Amelie Jakubek: When we look at political fights, I would like to identify the people who are already building something alternative. Let these people speak together. I am not looking for individual voices; I want to find those who work collaboratively and have built something already. I want collective authorship. In this sense, I would like to feature Jewish people in Germany who are organising and finding solutions for their situation, while also standing in solidarity with Palestinians, as well as the Palestinian diaspora, who are working to make an impact. What kinds of structures are being built at this very moment? I am not solely interested in raising awareness about situations of brutal injustice; I am much more oriented toward solutions. However, I think both aspects are important within this newspaper. There should be a critical stance, along with proposals on how to change the situation.

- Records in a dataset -

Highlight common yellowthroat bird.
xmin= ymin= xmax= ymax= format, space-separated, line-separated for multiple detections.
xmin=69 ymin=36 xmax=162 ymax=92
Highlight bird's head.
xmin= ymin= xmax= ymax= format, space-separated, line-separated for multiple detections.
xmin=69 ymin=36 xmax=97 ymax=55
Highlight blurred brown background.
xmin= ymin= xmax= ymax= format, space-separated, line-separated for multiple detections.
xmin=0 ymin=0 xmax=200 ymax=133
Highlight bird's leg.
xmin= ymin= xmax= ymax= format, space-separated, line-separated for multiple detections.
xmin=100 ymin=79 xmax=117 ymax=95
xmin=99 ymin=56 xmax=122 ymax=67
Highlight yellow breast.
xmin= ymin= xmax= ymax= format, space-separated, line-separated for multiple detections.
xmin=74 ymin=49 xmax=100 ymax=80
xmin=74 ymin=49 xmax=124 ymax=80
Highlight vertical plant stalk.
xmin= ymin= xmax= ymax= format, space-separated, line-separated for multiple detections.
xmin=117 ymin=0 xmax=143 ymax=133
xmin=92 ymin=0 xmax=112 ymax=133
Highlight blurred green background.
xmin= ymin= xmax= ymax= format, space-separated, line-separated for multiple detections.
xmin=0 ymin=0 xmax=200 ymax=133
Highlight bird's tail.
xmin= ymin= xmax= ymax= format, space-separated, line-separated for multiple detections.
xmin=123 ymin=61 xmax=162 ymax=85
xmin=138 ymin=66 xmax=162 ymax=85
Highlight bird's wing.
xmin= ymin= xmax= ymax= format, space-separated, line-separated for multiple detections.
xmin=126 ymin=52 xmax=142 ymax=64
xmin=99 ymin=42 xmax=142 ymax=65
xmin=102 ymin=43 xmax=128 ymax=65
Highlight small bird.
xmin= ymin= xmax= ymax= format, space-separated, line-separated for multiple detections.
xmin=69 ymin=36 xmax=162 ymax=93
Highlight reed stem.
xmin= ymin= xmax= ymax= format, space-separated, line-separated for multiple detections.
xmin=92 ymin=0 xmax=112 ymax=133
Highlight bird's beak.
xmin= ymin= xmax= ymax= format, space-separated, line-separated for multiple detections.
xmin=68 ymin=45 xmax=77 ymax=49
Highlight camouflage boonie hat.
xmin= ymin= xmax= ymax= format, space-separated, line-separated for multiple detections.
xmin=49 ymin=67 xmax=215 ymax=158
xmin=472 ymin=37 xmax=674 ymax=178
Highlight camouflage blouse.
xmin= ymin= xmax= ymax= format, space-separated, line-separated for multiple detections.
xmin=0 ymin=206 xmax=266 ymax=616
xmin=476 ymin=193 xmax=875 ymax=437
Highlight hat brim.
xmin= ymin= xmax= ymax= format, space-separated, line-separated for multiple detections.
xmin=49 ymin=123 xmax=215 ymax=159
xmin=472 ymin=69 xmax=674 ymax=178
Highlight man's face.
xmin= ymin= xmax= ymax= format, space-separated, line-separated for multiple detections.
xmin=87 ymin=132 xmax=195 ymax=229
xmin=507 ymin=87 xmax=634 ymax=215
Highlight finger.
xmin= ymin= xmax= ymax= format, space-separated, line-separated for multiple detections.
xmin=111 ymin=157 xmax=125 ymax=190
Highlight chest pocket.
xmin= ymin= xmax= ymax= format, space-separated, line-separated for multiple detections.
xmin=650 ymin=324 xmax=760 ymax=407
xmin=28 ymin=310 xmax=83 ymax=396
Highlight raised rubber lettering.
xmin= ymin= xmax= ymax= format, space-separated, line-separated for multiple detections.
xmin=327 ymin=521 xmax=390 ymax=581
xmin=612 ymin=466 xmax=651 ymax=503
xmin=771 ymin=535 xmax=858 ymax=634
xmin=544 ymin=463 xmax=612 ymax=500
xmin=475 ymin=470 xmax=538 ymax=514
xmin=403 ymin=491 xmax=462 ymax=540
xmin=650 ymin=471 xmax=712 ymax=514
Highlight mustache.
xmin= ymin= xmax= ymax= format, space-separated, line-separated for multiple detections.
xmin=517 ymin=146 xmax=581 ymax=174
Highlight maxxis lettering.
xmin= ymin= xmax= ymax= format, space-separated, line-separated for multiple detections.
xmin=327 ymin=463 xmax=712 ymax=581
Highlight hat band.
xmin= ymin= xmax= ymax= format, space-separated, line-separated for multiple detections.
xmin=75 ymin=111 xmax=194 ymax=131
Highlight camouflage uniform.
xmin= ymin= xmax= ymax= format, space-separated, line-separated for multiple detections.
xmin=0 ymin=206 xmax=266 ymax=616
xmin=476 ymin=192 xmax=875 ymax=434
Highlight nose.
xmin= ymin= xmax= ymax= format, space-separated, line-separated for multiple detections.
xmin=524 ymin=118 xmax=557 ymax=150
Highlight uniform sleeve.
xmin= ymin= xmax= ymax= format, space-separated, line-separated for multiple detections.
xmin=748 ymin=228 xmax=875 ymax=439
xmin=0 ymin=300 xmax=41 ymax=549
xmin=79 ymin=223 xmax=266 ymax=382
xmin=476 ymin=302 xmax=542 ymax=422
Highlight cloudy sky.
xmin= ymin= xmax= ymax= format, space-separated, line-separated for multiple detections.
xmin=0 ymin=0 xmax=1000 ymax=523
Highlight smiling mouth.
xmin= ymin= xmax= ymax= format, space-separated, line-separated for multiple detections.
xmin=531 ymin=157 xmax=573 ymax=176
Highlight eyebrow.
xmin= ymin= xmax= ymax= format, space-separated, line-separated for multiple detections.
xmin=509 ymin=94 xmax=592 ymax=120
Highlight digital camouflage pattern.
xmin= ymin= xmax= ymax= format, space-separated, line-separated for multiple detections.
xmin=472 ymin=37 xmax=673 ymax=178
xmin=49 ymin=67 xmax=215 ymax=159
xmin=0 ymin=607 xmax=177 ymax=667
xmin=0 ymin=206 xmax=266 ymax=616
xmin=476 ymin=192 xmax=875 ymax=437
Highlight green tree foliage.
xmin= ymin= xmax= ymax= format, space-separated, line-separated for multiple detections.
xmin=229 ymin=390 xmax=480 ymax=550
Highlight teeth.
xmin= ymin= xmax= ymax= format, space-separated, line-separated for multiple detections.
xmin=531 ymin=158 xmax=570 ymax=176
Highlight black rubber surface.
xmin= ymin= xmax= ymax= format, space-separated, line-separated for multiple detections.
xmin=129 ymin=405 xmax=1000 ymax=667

- YOUR TASKS -
[1] In the interview passage, what kind of authorship does Amelie Jakubek say she wants?
[2] Continue the interview passage with Amelie Jakubek from where it stops.

- YOUR RESPONSES -
[1] Collective authorship.

[2]
Dalia Maini: For me, it is more important that AWC confronts and fills gaps—especially in times of censorship. We should inform but also steer the conversation, and of course, look at polarised positions—not for the sake of depolarising, but to disorganise the beliefs that fundamentally uphold the heteropatriarchal, racist, fascist, and capitalist regime we live in. It is essential that, in doing so, we uplift those who are most targeted in the struggle—this should be our main priority. I want to find ways to create a sense of care and security that empowers people to continue their fight. Given Germany’s obedience in submitting to the genocidal rule of Israel, it’s clear that Jewish communities are abandoned and guilt-washed by the very political forces that now enable Palestinian ethnic cleansing. The core issue with basing ethnic security on historical trauma, as seen in Germany, is that it empowers those in charge of providing security to center their narrative—sidelining and manipulating the lived experiences and perspectives of groups, such as Jews, whom they claim to protect. At the moment, Jews in Germany are tokenized to fulfill a white supremacist project, while Palestinians are being slaughtered. We need to address both the discursive and ideological levels, as well as the material level, where genocide is occurring. In this struggle to define perfect discursive positions, we do not do what is necessary. We should ask the question: who is actually polarising the positions? Which institutions are responsible for that?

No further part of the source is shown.